**Tugas a**.
Apakah pernyataan-pernyataan ini sesuai dengan artikel tentang himne Tahun Jubileum? Untuk tiap pernyataan, jawab ya atau tidak, lalu kutip kata-kata dalam artikel yang menentukan jawabannya: (i) Himne resmi Tahun Jubileum ditulis oleh Paul Inwood. (ii) Tahun Jubileum Kerahiman Allah berlangsung dari 8 Desember 2015 sampai 20 November 2016. (iii) Himne itu diterima oleh Dewan Kepausan pada 5 Agustus 2015.

**Artikel**.
_ _ _

Hari Raya SP maria dikandung tanpa noda dosa
Pembukan Tahun Jubileum Kerahiman Allah
Kej. 3:9-15,20
Mzm. 98:1,2-3ab,3bc-4
Ef. 1:3-6,11-12
Luk. 1:26-38
Misericordes sicut Pater!
Misericordes sicut Pater (Bermurahatilah seperti Bapamu) merupakan kalimat yang diucapkan Yesus dalam kotbah di bukit (Luk 6:36). Misericordes sicut Pater juga menjadi semboyan kepausan dalam logo Tahun Jubileum Kerahiman Allah yang berlangsung 8 Desember 2015 – 20 November 2016. Di samping itu menjadi judul himne resmi Tahun Jubileum. Himne ini ditulis oleh Pater Eugenio Costa, SJ dan disesuaikan dengan aransemen musik karya musikus katolik Paul Inwood. Beliau adalah anggota asosiasi FDLC Region 11 dan merupakan seorang penggubah lagu gereja katolik berbahasa Inggris. Himne tahun Jubileum ini diterima oleh Dewan Kepausan untuk promosi Evangelisasi Baru (Pontifical Council for the Promotion of the New Evangelization) pada tanggal 5 Agustus 2015 yang lalu. Himne ini sudah direkam oleh Mgr. Massimo Palombella, selaku direktur koor kapel Sistine di Roma dan sudah diperdengarkan oleh Radio Vatican. Lagu ini menjadi tenar sepanjang hari ini, bertepatan dengan pembukaan tahun Jubileum Kerahiman Allah dan Hari Raya Bunda Maria dikandung tanpa noda dosa.

_ _ _

**Tugas b**.
Kembalikan semua baris dalam catatan di bawah yang mengandung kata "head".

_ _ _

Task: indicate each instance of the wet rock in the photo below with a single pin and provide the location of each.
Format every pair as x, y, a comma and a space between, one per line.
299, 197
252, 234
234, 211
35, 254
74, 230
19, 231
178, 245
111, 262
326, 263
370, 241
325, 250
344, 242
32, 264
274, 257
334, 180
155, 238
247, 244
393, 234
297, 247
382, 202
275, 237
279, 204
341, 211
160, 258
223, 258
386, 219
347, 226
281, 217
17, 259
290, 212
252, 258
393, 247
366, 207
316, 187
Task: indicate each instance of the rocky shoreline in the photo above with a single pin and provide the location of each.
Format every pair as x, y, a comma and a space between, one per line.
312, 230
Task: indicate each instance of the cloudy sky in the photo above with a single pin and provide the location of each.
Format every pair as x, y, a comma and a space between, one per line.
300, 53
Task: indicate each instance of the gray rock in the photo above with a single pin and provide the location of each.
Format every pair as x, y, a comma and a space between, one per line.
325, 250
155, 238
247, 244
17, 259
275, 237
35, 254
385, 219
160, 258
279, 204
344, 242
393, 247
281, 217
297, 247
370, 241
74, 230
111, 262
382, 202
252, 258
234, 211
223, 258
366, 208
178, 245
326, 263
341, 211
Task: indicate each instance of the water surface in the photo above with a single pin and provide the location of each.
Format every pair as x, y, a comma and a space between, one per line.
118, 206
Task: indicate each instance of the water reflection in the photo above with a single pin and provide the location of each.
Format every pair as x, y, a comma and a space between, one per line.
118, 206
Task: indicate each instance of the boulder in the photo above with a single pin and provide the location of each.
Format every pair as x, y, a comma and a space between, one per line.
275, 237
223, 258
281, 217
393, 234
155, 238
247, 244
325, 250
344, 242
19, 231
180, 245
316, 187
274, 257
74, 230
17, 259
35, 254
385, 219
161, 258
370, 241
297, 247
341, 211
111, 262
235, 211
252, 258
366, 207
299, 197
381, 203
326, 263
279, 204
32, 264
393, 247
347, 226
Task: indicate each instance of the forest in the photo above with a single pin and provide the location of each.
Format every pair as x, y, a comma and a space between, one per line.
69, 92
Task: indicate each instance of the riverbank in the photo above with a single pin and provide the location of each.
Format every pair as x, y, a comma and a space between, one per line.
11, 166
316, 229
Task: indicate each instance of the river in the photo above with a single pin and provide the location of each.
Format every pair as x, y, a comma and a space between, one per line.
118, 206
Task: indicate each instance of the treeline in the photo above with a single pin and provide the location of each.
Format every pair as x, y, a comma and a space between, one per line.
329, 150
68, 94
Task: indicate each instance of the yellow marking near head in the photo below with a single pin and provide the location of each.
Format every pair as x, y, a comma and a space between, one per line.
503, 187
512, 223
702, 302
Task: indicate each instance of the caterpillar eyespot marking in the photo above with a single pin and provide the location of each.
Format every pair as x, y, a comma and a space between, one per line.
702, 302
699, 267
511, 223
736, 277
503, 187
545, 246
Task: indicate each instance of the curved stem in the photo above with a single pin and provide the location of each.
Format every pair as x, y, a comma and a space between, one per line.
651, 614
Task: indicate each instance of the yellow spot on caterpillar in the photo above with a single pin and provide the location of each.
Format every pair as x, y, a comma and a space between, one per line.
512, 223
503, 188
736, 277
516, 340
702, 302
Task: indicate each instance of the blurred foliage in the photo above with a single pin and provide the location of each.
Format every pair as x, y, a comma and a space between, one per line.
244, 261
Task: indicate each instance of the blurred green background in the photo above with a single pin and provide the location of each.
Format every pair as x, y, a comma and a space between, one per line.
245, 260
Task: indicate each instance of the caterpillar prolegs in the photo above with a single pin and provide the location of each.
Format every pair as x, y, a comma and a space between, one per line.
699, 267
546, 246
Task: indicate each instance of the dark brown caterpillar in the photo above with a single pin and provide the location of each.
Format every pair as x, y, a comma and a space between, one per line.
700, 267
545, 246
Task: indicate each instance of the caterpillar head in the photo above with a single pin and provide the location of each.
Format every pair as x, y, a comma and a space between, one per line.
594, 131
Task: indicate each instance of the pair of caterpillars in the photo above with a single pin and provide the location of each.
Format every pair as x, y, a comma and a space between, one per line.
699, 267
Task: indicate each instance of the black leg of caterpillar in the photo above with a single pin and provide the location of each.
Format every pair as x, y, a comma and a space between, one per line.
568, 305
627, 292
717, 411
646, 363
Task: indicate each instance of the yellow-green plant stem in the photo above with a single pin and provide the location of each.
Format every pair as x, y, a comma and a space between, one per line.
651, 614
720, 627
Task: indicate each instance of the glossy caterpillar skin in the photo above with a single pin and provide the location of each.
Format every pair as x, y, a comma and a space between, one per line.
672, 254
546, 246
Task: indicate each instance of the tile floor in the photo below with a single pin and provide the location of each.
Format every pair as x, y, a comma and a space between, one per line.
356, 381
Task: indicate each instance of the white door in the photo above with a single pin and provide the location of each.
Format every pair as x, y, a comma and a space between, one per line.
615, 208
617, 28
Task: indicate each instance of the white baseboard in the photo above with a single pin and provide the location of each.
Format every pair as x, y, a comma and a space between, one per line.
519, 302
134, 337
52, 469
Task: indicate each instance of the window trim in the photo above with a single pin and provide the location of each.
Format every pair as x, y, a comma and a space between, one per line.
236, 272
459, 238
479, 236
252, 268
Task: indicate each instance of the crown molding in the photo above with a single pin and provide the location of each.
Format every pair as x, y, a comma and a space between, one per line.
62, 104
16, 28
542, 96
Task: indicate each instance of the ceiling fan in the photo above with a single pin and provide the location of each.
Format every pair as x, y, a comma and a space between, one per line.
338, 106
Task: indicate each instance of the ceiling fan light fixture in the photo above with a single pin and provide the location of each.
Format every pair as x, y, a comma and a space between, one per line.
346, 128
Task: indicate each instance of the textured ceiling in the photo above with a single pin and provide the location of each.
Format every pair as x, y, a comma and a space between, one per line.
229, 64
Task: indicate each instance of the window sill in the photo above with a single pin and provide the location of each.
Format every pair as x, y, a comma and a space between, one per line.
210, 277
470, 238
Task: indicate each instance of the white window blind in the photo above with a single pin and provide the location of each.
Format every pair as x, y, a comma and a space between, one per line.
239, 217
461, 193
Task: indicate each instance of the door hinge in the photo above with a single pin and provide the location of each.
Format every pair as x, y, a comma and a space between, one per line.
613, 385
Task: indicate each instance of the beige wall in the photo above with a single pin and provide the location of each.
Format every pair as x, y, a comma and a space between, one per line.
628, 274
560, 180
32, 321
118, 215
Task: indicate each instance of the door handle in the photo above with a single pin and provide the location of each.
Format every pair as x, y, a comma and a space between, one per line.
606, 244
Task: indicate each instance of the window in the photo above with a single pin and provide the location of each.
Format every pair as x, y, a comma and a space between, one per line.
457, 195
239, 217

_ _ _

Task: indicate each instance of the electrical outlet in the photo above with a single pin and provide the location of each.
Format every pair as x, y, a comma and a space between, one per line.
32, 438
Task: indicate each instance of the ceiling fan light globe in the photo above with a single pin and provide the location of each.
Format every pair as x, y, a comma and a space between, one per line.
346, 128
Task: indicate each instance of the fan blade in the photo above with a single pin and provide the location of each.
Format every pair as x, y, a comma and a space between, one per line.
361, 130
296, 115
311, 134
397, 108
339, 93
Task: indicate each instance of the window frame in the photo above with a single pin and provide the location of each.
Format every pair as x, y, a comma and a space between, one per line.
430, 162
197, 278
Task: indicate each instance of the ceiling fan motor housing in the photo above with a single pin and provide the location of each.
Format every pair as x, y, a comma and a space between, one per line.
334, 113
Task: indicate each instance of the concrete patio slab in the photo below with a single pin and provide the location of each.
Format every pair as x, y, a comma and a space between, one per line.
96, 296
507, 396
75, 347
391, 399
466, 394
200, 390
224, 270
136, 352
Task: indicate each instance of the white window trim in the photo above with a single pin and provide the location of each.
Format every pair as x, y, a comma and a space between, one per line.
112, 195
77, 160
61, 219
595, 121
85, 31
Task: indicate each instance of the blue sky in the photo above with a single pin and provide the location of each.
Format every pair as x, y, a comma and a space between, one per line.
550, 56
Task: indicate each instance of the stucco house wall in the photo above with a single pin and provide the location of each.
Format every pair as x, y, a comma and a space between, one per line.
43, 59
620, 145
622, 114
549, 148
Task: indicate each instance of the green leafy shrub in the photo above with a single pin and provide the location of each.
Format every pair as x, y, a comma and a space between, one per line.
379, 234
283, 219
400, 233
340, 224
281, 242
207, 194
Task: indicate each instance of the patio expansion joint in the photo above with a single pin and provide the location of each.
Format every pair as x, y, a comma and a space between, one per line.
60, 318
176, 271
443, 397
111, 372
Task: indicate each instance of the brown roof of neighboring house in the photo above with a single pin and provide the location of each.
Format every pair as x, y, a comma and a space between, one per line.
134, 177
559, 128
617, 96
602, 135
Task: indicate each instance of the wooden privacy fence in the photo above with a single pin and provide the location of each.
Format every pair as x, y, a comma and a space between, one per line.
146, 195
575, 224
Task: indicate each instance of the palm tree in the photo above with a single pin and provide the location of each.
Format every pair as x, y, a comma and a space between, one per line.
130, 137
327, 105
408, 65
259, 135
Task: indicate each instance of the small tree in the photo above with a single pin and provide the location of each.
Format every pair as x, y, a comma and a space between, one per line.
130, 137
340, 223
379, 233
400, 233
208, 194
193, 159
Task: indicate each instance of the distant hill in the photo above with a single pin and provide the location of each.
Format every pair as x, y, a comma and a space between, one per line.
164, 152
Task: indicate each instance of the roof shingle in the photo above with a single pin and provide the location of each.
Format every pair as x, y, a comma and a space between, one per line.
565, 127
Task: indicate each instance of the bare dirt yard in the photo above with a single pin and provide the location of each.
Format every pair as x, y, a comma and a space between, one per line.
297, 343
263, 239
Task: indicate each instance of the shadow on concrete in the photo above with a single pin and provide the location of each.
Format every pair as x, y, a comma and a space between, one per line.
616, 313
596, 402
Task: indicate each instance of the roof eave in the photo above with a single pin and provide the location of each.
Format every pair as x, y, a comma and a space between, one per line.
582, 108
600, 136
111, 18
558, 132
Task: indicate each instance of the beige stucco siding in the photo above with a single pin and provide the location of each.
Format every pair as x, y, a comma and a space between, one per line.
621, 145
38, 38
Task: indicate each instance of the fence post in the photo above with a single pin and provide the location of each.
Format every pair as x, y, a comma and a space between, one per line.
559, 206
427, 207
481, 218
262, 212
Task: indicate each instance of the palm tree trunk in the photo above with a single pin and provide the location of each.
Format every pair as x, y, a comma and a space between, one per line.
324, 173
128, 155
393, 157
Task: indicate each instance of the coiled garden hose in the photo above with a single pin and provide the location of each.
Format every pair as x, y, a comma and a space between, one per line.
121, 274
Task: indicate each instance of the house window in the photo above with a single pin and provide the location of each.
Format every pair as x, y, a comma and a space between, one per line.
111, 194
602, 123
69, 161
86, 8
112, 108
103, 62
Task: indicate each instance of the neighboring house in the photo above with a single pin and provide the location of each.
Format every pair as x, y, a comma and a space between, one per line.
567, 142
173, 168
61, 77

_ _ _

**Jawaban a**.
(i) Tidak: "Himne ini ditulis oleh Pater Eugenio Costa, SJ"
(ii) Ya: "yang berlangsung 8 Desember 2015 – 20 November 2016"
(iii) Ya: "pada tanggal 5 Agustus 2015 yang lalu"

**Jawaban b**.
Task: indicate each instance of the yellow marking near head in the photo below with a single pin and provide the location of each.
Task: indicate each instance of the caterpillar head in the photo above with a single pin and provide the location of each.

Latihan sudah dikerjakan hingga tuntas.